# What needs to be done
A picture-free, exact transcript of the entries below is required.

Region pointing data
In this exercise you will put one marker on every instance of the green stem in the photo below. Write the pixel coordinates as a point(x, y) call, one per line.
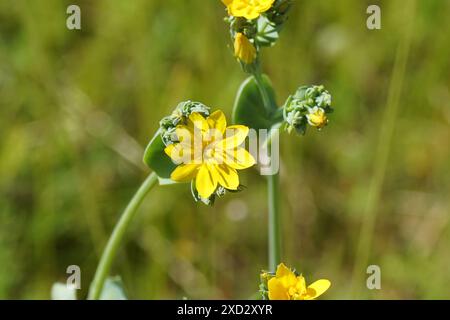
point(273, 188)
point(262, 90)
point(274, 221)
point(117, 236)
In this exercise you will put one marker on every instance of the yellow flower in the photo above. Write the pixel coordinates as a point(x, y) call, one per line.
point(249, 9)
point(287, 286)
point(209, 152)
point(317, 118)
point(244, 49)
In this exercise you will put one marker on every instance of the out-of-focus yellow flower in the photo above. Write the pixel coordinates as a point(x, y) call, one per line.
point(317, 118)
point(210, 153)
point(287, 286)
point(244, 49)
point(249, 9)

# Problem solution
In this exercise you will put one marker on every instance of the green stem in the photo below. Write the pixel coordinates as a point(x, y) call, one per line.
point(273, 188)
point(262, 90)
point(274, 221)
point(117, 236)
In this exercise you will put one marker on every instance of the yellow flower in the photo above. Write the pixel coordinates as a point(x, y) call, one per line.
point(249, 9)
point(287, 286)
point(209, 152)
point(317, 118)
point(244, 49)
In this exercise you will put one marker on every instance of the out-of-focus yellow flower in the photo above. Write the pixel coordinates as a point(x, y) call, one per line.
point(317, 118)
point(210, 153)
point(287, 286)
point(244, 49)
point(249, 9)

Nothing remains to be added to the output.